*** Provided material

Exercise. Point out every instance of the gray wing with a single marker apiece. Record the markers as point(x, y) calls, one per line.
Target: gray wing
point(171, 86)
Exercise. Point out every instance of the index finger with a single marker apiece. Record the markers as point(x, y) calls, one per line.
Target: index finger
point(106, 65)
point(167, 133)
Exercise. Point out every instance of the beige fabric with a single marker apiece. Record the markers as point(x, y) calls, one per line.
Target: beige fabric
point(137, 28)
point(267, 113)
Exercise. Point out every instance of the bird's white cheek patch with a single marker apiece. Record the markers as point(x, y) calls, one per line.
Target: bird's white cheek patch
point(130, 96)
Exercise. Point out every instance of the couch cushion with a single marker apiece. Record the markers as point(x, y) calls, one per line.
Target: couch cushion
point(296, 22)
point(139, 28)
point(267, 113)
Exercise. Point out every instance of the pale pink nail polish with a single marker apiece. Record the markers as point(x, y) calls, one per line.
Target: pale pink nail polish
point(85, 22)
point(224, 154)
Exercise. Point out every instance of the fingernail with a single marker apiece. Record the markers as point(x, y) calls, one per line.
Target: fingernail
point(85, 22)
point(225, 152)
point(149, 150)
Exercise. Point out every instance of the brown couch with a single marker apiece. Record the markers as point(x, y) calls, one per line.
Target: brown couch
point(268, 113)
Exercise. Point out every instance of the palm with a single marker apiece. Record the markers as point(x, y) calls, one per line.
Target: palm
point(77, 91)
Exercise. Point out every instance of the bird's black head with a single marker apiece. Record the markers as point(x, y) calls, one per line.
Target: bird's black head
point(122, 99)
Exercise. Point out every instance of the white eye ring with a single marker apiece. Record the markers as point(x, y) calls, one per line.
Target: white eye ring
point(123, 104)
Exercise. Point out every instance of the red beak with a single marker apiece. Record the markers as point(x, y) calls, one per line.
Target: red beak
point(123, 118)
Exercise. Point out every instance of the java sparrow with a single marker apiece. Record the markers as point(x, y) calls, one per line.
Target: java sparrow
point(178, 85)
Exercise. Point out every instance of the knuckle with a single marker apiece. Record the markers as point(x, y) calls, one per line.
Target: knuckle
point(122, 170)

******

== Problem description ==
Your task is to quote all of the data word for word.

== Solution to this problem ==
Exercise. Point out every instance of the gray wing with a single marker apiece. Record the markers as point(x, y) calls, one per line.
Target: gray wing
point(171, 86)
Exercise. Point out every instance of the index finger with a single marker apiece. Record the markers as point(x, y) calls, one per line.
Target: index finger
point(106, 65)
point(167, 133)
Exercise. Point out every instance of the beige fabric with a single marker apiece. Record the markers as point(x, y) calls, one per line.
Target: beige fabric
point(137, 28)
point(267, 113)
Exercise. Point out every instance of the bird's white cheek patch with a single marker apiece. Record the markers as point(x, y) calls, one per line.
Target: bird's white cheek patch
point(130, 96)
Exercise. Point out every instance of the couch cushion with a single marker apiece. Record the markers as point(x, y) calls, one per line.
Target: couch cushion
point(296, 22)
point(139, 28)
point(267, 113)
Exercise. Point out every instance of the pale pink nail polish with a single marker apiece. Record the markers as point(x, y) calls, one per line.
Target: pale pink nail polish
point(85, 22)
point(224, 154)
Exercise. Point out every instance of the fingernail with a single marker apiece. Record the markers as point(x, y) calls, one per line.
Target: fingernail
point(85, 22)
point(225, 152)
point(149, 150)
Exercise. Point out every instance of the brown couch with a single marker apiece. Record the markers as point(x, y) calls, one per line.
Target: brown couch
point(268, 113)
Exercise. Point out every instance of the palm with a single marker apiece. Record the markers as point(x, y) calls, one per line.
Target: palm
point(77, 91)
Exercise. Point out every instance of the bird's black head with a single marker apiece. Record the markers as point(x, y) calls, one per line.
Target: bird's black head
point(122, 99)
Exercise. Point out every instance of the white eye ring with a single marker apiece. Record the markers as point(x, y) calls, one per line.
Target: white eye ring
point(123, 104)
Exercise. Point out every instance of the red beak with a single marker apiece. Record the markers as point(x, y) calls, one per line.
Target: red beak
point(123, 118)
Exercise. Point out every instance of the java sparrow with a single marker apiece. Record the markers as point(x, y) calls, one per line.
Target: java sparrow
point(178, 85)
Exercise. Point out every instance of the knuckle with a single marker apiece. Record the markers as point(x, y) calls, one per line.
Target: knuckle
point(122, 170)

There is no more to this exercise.